◆ OPDRACHTEN ◆
**1)** Welke redenen geeft het fragment over de begroting van de Algemene Rekenkamer ervoor dat de Algemene Rekenkamer geen aanvullende inspanningsverplichting kan leveren? Noem ze allemaal.
**2)** Schrijf een vervolg op het fragment over de begroting van de Algemene Rekenkamer, aansluitend op de laatste zin.

◆ TE LEZEN FRAGMENT ◆
■ ■ ■ ■ ■

De Algemene Rekenkamer is een inspanningsverplichting aangegaan voor een bedrag van € 1,9 miljoen. Dit bedrag zal in 2018 structureel zijn bezuinigd. Om uitdrukking te geven aan de bijzondere, onafhankelijke positie van de Algemene Rekenkamer als Hoog College van Staat zijn zogenaamde beheersafspraken gemaakt. De afspraken tussen de minister van BZK als beheers-verantwoordelijke voor de begroting van de Algemene Rekenkamer, en het college van de Algemene Rekenkamer voorzien erin dat een verschil van mening tussen minister en college expliciet inzichtelijk wordt gemaakt in de begroting. De onafhankelijkheid van de Algemene Rekenkamer betreft niet alleen de terreinen waarop onderzoek wordt gedaan, maar ook de diepgang en omvang van de uit te voeren onderzoeken. Vanzelfsprekend heeft het beschikbare budget invloed op de onderzoeksmogelijkheden van de Algemene Rekenkamer.
Zoals in de begroting aangegeven is de Algemene Rekenkamer van mening dat zij geen aanvullende inspanningsverplichting op zich kan nemen. De Algemene Rekenkamer ziet een toenemend aantal verzoeken tot onderzoek, met name vanuit de Tweede Kamer. Ook worden extra inspanningen van de Algemene Rekenkamer verwacht in het kader van het toezicht op de financiële sector. Deze ontwikkelingen maken, naast de risico’s rondom de vorming van, en bezuinigingen op de Auditdienst Rijk dat de Algemene Rekenkamer van mening is dat op dit moment geen aanvullende inspanningsverplichting kan worden geleverd.

■ ■ ■ ■ ■

◆ GETOONDE GEGEVENS ◆
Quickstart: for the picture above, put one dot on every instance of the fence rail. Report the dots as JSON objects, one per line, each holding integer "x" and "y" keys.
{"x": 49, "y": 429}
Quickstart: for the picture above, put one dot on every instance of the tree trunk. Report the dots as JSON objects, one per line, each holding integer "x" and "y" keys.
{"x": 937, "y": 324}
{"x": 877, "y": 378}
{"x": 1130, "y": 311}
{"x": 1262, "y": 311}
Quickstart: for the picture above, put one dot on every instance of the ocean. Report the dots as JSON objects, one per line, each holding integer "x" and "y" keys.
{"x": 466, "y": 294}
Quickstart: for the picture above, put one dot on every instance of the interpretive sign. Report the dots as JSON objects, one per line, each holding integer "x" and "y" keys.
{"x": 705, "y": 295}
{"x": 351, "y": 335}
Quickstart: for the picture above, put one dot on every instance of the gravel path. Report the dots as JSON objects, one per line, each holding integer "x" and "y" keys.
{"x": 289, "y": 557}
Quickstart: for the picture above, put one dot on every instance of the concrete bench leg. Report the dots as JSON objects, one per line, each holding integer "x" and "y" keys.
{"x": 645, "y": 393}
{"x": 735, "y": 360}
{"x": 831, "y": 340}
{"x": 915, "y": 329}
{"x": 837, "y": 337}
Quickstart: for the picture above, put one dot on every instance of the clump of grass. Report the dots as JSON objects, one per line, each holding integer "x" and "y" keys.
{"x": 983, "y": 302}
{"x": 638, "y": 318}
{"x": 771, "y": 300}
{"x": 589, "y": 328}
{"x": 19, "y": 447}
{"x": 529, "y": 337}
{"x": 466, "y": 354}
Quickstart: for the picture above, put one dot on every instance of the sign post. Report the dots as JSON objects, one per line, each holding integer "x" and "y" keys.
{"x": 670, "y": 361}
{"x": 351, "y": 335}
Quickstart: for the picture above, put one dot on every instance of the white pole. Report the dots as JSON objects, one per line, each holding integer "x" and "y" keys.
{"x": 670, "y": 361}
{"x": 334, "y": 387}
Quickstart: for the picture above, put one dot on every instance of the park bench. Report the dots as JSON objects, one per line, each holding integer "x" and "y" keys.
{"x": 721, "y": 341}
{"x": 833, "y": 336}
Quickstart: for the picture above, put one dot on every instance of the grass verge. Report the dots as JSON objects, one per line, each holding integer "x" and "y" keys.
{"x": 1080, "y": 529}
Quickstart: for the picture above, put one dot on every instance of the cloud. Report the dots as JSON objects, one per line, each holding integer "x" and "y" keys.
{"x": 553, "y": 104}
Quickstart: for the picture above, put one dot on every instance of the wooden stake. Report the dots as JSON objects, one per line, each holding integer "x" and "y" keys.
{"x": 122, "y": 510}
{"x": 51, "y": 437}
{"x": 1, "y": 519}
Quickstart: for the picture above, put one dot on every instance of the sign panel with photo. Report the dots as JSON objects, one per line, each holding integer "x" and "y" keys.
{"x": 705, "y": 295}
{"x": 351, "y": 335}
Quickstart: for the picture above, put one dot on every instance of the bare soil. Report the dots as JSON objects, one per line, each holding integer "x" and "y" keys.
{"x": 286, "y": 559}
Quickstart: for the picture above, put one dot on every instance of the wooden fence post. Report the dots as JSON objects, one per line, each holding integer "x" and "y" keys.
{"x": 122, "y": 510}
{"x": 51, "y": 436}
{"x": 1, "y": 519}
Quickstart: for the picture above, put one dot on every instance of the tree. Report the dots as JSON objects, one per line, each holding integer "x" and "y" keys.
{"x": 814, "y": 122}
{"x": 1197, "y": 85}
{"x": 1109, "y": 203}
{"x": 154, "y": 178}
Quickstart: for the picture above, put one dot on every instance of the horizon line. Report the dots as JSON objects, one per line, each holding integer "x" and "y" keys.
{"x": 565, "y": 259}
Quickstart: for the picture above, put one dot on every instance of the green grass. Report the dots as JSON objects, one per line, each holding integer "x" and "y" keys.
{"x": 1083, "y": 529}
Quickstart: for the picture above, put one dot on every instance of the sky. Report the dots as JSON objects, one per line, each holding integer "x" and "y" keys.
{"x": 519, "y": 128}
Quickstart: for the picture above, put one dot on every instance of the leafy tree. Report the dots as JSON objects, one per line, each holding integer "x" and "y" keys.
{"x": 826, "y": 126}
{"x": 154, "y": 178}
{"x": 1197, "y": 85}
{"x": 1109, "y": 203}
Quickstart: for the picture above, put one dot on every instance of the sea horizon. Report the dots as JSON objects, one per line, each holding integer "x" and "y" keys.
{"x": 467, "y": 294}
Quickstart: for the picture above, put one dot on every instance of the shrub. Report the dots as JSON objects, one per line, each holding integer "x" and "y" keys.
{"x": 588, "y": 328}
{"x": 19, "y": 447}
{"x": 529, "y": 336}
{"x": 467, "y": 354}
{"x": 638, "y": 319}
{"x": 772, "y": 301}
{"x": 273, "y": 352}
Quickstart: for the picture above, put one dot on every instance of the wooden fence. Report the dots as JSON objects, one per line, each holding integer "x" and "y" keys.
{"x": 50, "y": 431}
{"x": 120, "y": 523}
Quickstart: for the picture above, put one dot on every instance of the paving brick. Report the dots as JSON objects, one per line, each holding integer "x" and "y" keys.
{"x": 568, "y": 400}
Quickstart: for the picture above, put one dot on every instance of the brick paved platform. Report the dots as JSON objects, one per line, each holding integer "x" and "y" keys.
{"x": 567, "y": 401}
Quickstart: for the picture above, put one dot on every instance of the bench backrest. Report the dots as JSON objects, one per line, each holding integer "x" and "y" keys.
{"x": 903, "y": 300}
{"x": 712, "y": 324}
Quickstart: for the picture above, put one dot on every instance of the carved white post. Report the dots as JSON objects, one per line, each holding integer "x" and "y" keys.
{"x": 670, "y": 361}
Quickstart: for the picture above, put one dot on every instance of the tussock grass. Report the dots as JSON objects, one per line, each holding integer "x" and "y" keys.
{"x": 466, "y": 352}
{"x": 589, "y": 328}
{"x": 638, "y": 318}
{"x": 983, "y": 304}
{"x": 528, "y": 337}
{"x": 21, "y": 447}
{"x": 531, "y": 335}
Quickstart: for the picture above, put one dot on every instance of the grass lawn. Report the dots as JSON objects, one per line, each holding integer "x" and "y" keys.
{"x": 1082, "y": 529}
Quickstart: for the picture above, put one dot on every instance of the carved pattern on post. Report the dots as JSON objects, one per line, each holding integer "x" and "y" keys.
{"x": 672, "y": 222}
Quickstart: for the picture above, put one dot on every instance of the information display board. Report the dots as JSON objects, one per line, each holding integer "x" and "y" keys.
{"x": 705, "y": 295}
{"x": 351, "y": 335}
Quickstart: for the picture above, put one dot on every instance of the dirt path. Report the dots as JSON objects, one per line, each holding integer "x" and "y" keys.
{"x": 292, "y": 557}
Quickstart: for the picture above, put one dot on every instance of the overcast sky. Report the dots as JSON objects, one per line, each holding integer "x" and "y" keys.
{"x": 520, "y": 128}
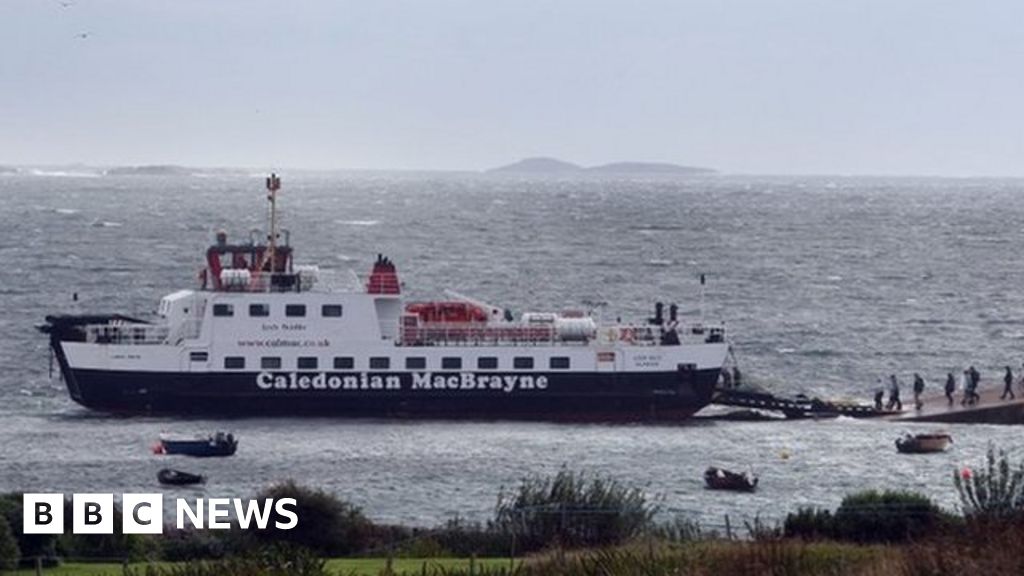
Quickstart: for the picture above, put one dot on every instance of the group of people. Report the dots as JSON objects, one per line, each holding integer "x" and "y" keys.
{"x": 969, "y": 382}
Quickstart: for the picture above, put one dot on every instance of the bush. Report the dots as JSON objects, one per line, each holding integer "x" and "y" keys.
{"x": 272, "y": 561}
{"x": 179, "y": 545}
{"x": 996, "y": 491}
{"x": 461, "y": 538}
{"x": 571, "y": 510}
{"x": 809, "y": 524}
{"x": 886, "y": 517}
{"x": 327, "y": 525}
{"x": 9, "y": 554}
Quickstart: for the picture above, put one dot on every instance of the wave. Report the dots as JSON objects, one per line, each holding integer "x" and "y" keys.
{"x": 358, "y": 222}
{"x": 105, "y": 223}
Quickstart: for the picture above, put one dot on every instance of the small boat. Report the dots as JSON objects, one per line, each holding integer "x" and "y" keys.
{"x": 720, "y": 479}
{"x": 178, "y": 478}
{"x": 923, "y": 443}
{"x": 218, "y": 444}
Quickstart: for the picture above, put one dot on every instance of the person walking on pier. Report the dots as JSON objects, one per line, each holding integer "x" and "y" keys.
{"x": 1008, "y": 384}
{"x": 894, "y": 394}
{"x": 975, "y": 380}
{"x": 970, "y": 387}
{"x": 950, "y": 386}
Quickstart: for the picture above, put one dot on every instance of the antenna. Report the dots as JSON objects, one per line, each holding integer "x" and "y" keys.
{"x": 272, "y": 186}
{"x": 701, "y": 298}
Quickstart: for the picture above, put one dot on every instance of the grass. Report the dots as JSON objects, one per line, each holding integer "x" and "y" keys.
{"x": 346, "y": 566}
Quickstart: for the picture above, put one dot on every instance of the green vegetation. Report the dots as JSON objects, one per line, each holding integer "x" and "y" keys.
{"x": 572, "y": 510}
{"x": 870, "y": 517}
{"x": 9, "y": 554}
{"x": 993, "y": 492}
{"x": 576, "y": 525}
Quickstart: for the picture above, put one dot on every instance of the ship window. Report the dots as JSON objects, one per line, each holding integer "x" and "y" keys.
{"x": 522, "y": 363}
{"x": 331, "y": 311}
{"x": 559, "y": 363}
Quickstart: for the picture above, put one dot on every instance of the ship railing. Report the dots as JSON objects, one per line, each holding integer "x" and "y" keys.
{"x": 126, "y": 334}
{"x": 470, "y": 333}
{"x": 481, "y": 333}
{"x": 266, "y": 282}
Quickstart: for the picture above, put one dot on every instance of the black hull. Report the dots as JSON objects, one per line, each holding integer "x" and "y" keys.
{"x": 601, "y": 397}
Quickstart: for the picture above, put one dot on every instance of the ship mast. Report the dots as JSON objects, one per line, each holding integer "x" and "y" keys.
{"x": 272, "y": 186}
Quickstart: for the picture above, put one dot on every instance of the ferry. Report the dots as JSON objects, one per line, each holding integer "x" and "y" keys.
{"x": 260, "y": 335}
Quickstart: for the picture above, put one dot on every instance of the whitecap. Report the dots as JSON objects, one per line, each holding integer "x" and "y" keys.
{"x": 105, "y": 223}
{"x": 358, "y": 222}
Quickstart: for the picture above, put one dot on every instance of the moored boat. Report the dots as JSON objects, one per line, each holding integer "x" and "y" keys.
{"x": 924, "y": 443}
{"x": 261, "y": 336}
{"x": 218, "y": 444}
{"x": 177, "y": 478}
{"x": 721, "y": 479}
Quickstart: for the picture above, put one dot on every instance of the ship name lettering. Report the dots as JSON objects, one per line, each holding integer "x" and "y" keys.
{"x": 320, "y": 381}
{"x": 471, "y": 381}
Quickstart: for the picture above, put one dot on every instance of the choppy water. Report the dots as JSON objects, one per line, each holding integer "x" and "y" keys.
{"x": 823, "y": 283}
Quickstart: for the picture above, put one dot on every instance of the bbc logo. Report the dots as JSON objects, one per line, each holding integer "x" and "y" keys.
{"x": 92, "y": 513}
{"x": 143, "y": 513}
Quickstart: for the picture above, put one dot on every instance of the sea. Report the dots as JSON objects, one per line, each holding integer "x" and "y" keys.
{"x": 824, "y": 285}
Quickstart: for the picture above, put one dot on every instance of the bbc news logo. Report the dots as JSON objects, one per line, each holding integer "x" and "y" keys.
{"x": 143, "y": 513}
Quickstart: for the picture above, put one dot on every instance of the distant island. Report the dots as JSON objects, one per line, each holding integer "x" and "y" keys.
{"x": 542, "y": 165}
{"x": 539, "y": 165}
{"x": 151, "y": 170}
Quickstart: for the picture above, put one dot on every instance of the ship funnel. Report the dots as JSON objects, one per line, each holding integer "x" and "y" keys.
{"x": 384, "y": 277}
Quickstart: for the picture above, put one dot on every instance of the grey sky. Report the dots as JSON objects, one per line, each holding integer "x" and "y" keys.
{"x": 795, "y": 86}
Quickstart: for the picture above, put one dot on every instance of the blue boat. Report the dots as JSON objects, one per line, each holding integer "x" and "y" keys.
{"x": 218, "y": 444}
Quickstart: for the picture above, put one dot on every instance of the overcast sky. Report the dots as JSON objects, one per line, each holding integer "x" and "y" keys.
{"x": 755, "y": 86}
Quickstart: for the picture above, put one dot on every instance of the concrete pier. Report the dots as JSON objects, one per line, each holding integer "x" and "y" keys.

■ ■ ■ ■ ■

◆ ANTWOORDEN PER OPDRACHT ◆
**1)**
- Er komen steeds meer verzoeken tot onderzoek, vooral vanuit de Tweede Kamer.
- In het kader van het toezicht op de financiële sector worden extra inspanningen van de Algemene Rekenkamer verwacht.
- Er zijn risico's rondom de vorming van en de bezuinigingen op de Auditdienst Rijk.

**2)**
Het kabinet blijft desondanks van mening dat iedere uit de Rijksbegroting gefinancierde instelling een bijdrage dient te leveren aan het op orde brengen van de Rijksfinanciën. Bij de verdeling van de taakstelling over de begrotingshoofdstukken is reeds rekeninggehouden met de bijzondere positie van de Algemene Rekenkamer.
8
Vraag
Resulteert de aanvullende inspanningsverplichting van € 1,2 mln. voor de Algemene Rekenkamer in een totale bezuiniging van 3,1 miljoen euro in 2018 (1,9 + 1,2) of van € 2 mln. (gerealiseerd € 800.000 euro + € 1,2 mln.)? Welk bedrag wordt er nu bezuinigd?
Antwoord
De Algemene Rekenkamer is een inspanningsverplichting van € 1,9 mln. aangegaan die structureel zal worden gerealiseerd vanaf 2018. De regering heeft een aanvullende inspanningsverplichting van € 1,2 mln. aan de Algemene Rekenkamer gevraagd waarop de Algemene rekenkamer afwijzend heeft gereageerd. De aanvullende inspanningsverplichting is overigens wel al in de meerjarencijfers verwerkt. De meerjarencijfers bevatten dus een totale bezuiniging van € 3,1 mln. Zie verder ook vraag 7.
9
Vraag
Waar bestaan de onvoorziene baten van € 17.000 uit (tabel 10.1)?
Antwoord
De onvoorziene baten van € 17.000 in 2018 is abusievelijk foutief opgenomen. Deze stand wordt bij de 1e suppletoire begroting 2014 gecorrigeerd.